Copy the data below unchanged except for swapping every "photo" with "image", and leave the pictures out.

— Start —

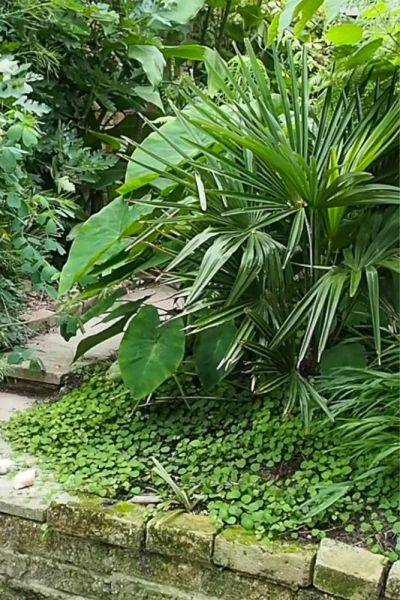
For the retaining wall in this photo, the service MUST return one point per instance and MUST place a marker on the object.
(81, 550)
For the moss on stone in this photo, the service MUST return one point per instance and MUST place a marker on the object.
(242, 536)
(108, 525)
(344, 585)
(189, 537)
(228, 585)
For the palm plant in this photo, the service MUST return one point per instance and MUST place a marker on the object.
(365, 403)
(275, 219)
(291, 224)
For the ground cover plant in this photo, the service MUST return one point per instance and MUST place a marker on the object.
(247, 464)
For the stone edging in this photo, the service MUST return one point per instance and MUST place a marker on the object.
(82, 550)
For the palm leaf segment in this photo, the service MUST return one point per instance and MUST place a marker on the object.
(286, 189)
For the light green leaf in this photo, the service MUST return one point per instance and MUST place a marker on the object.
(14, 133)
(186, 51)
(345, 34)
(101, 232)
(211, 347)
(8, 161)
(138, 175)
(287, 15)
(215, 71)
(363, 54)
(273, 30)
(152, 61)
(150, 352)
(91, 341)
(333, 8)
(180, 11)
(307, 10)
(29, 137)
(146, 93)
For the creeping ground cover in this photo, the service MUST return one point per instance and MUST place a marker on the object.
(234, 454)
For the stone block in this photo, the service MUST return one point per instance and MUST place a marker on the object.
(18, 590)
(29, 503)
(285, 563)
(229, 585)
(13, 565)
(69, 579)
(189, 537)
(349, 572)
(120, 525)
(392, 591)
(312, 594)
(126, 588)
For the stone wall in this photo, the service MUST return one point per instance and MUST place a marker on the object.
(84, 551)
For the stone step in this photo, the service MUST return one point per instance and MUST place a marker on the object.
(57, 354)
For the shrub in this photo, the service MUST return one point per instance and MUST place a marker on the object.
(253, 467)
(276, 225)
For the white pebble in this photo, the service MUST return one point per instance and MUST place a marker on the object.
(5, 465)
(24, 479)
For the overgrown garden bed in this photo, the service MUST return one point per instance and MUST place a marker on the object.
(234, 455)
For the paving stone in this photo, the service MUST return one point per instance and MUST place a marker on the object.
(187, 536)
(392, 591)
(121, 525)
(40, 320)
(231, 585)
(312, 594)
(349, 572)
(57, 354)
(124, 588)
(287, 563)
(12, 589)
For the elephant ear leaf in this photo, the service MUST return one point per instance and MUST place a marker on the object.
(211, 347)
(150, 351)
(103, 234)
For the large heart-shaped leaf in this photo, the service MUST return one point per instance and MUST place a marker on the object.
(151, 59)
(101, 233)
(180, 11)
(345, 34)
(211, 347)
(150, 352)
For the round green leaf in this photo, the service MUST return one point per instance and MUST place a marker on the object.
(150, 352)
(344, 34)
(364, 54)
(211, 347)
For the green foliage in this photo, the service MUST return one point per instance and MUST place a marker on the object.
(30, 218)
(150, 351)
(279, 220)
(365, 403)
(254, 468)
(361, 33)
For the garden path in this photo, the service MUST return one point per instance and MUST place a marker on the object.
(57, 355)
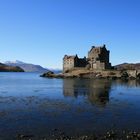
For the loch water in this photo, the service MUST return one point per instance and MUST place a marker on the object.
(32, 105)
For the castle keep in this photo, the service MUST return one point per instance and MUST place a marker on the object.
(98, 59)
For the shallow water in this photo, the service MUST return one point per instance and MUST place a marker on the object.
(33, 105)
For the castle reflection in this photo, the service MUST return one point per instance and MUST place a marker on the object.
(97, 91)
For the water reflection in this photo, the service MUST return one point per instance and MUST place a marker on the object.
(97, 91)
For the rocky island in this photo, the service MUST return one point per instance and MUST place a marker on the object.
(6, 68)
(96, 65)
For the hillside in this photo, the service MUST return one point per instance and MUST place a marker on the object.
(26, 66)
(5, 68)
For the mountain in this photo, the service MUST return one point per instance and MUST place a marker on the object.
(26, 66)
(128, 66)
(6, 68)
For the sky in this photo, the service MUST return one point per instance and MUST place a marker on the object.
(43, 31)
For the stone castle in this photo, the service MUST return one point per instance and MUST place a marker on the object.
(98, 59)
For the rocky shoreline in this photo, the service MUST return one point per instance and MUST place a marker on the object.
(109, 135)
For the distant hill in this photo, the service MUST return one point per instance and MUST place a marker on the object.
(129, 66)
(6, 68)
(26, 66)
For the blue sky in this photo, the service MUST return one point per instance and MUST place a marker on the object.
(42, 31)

— End —

- _Result below_:
For the retaining wall in this image, the service MUST return one point per instance and MUST place a marker on the object.
(81, 550)
For the moss on stone in this image, the service MUST return one point per instance and MUST place a marker on the object.
(242, 536)
(108, 525)
(344, 585)
(189, 537)
(228, 585)
For the palm plant in this image, the service MUST return one point per instance and MUST place a marker on the object.
(365, 403)
(275, 219)
(291, 224)
For the ground cover plant in this image, the service MUST return one point per instance and MUST place a marker on the object.
(247, 464)
For the stone edging in this image, the service MUST return one point per instance and MUST place a marker on the object.
(82, 550)
For the palm leaf segment in this image, the service MUST return one point per instance and MUST place a marker on the object.
(286, 189)
For the light green leaf in this image, the service MUST return one point per instance and MUST place a marker on the object.
(14, 133)
(186, 51)
(345, 34)
(101, 232)
(211, 347)
(8, 161)
(138, 175)
(287, 15)
(215, 71)
(363, 54)
(273, 30)
(152, 61)
(150, 352)
(91, 341)
(333, 8)
(180, 11)
(307, 10)
(29, 137)
(146, 93)
For the creeping ground cover in this image, the service MUST return one point per instance and MUST place a marker on the object.
(234, 454)
For the stone block in this image, the service MUST return one point per instance and MUST place a marker on the object.
(18, 590)
(29, 503)
(285, 563)
(229, 585)
(13, 565)
(69, 579)
(189, 537)
(349, 572)
(120, 525)
(392, 591)
(312, 594)
(126, 588)
For the stone wall in this image, the service MUST return one point per instance and MUST place a marker on the object.
(84, 551)
For the stone step in this image, the service MUST return one point per instance and MUST place a marker on the object.
(57, 354)
For the shrub in this image, the service MUST return one point per instance and MUST place a marker on the object.
(253, 467)
(276, 225)
For the white pebble in this image, the service MUST return one point per instance and MUST place a marker on the object.
(5, 465)
(24, 479)
For the overgrown garden bed in this image, the service MUST return one point per instance and MUST place a marker on the object.
(234, 455)
For the paving stone in this image, the service MUST return one point per instance and MUST place a marker on the object.
(187, 536)
(392, 591)
(121, 525)
(40, 320)
(231, 585)
(312, 594)
(349, 572)
(57, 354)
(124, 588)
(287, 563)
(12, 589)
For the elephant ear leaf in this image, the service MUST return one point per instance and MUST place a marker on the object.
(211, 347)
(150, 351)
(103, 234)
For the large heart-shaped leaf in this image, the service MUST return one point per instance and MUST place a marker on the object.
(151, 59)
(101, 233)
(180, 11)
(345, 34)
(211, 347)
(150, 352)
For the round green leaf in this image, the service MUST return one point per instance and MUST place a marker on the object.
(150, 352)
(344, 34)
(364, 54)
(211, 347)
For the green foliage in this image, the service MUST return one point per instance and MUST place a marker on the object.
(30, 218)
(150, 351)
(279, 220)
(365, 403)
(254, 468)
(361, 33)
For the garden path in this image, the service MUST return one point per instance and MUST place a marker on the object.
(57, 355)
For the loch water in this image, the service MUST return one point per instance and MUST place a marker on the object.
(32, 105)
For the castle keep in this image, the service MUST return one point per instance and MUST place a marker on the object.
(98, 59)
For the shallow water in this image, the service MUST return one point per instance and MUST place a marker on the object.
(33, 105)
For the castle reflection in this image, the service MUST return one point per instance and MUST place a marker on the object.
(97, 91)
For the water reflection in this image, the service MUST return one point per instance and MUST place a marker on the object.
(97, 91)
For the rocky island in this image, the service MUST return one point per instance and MUST place a marker on the object.
(6, 68)
(96, 65)
For the hillside in this image, the service MUST return one point per instance and MUST place a marker on the object.
(26, 66)
(5, 68)
For the mountain in this image, the service MUST return one point per instance and MUST place a marker on the object.
(26, 66)
(128, 66)
(6, 68)
For the sky in this image, the service MUST return one point per instance and MUST place a marker on the object.
(43, 31)
For the stone castle in this image, the service MUST return one point per instance and MUST place a marker on the object.
(98, 59)
For the rocky shoreline in this image, the service MUST return one point per instance and MUST place a marker on the object.
(109, 135)
For the distant hill in this image, the service MUST return one point per instance and MUST place a marker on the object.
(129, 66)
(6, 68)
(26, 66)
For the blue sky in this image, the service MUST return one point per instance and MUST place a marker on the object.
(42, 31)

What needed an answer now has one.